## Extrait du texte:
====

Clystère « soi-même »

C’est un instrument qui se compose : d’un réservoir vertical, de type seringue, en métal. A une extrémité, il est fermé par un couvercle vissé dans lequel se loge un piston en bois tourné, à la poignée arrondie. A l’autre extrémité, ce réservoir est vissé sur un socle plat rectangulaire, arrondi aux deux bouts, fait de métal et de bois.  Sur ce socle court un tuyau, issu du réservoir, qui se termine par une canule, recourbée vers le haut, en forme d’obus effilé  et fixée sur un petit plateau arrondi.

L’ancêtre du clystère se retrouve dans l’Egypte antique sous la forme de la «poire à lavement» : une vessie fixée sur une tige creuse de roseau. Les fouilles de Pompéi ont aussi révélé de nombreux clystères en étain (appelés «strigillis») tout à fait fonctionnels. Par la suite, il semble disparaître en Occident au Haut Moyen-Âge et ne réapparaître timidement qu’aux XIIe-XIIIe siècles, sous le nom de «ceringue». Son usage est d’abord dévolu aux barbiers puis aux marchands d’épices qui deviendront les apothicaires, les seuls à pouvoir le faire au XVIIe siècle, un privilège royal. L’objet clystère devient ainsi le symbole de la profession, figurant sur d’innombrables blasons et enseignes de cette guilde. La trilogie « saignée, purge et clystère » résume les moyens essentiels dont on disposait pour traiter les maladies. Les constipations, voire les occlusions sont alors fréquentes chez les riches dont les régimes sont essentiellement carnés. Mais de nombreux «patients» ont certainement pris goût à la sensation que procure une tiède et bienfaisante montée (surtout s’il y a des opiacés dans le mélange). Il est du dernier chic de « se seringuer », de « se faire un petit clystère »  au minimum une fois par jour pour évacuer les humeurs et libérer le ventre. Louis XIII subira 200 clystères et 50 saignées en une année. Ninon de Lenclos (1620-1705) racontait qu’elle devait la conservation de son beau teint aux clystères. Le peuple voulant toujours imiter ses élites, aux XVIIe et XVIIIe siècles, en Occident, on aura tendance à se «purger» pour n’importe quel prétexte.

====

## Données fournies:
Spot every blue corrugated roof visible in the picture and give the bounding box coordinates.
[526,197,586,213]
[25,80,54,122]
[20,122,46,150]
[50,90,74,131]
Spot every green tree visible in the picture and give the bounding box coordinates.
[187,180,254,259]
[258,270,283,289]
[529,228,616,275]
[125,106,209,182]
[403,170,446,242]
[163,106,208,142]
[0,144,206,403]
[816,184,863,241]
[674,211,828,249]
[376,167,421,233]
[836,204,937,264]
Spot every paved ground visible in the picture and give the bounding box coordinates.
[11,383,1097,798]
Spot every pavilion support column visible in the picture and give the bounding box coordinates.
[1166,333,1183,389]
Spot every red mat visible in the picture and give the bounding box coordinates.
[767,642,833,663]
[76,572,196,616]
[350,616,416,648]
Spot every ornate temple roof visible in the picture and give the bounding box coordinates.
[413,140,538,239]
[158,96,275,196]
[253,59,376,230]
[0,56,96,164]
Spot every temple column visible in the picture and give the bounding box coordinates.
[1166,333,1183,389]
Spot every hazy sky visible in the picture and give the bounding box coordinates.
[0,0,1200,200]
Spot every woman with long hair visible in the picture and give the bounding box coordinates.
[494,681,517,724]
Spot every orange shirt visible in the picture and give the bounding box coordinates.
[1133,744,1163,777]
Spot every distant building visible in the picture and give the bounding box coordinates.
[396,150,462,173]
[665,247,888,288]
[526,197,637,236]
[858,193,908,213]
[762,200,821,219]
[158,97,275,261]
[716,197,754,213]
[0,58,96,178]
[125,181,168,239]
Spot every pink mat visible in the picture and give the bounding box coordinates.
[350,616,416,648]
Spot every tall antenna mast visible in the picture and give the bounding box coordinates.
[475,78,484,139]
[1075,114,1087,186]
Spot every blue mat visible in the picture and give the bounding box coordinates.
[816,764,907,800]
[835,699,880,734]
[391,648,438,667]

====

## Objectif de l'exercice:
Recopiez sans rien changer le passage du texte sur le clystère qui commence par « C’est un instrument » et se termine par « petit plateau arrondi. ».

## Résultat attendu:
C’est un instrument qui se compose : d’un réservoir vertical, de type seringue, en métal. A une extrémité, il est fermé par un couvercle vissé dans lequel se loge un piston en bois tourné, à la poignée arrondie. A l’autre extrémité, ce réservoir est vissé sur un socle plat rectangulaire, arrondi aux deux bouts, fait de métal et de bois.  Sur ce socle court un tuyau, issu du réservoir, qui se termine par une canule, recourbée vers le haut, en forme d’obus effilé  et fixée sur un petit plateau arrondi.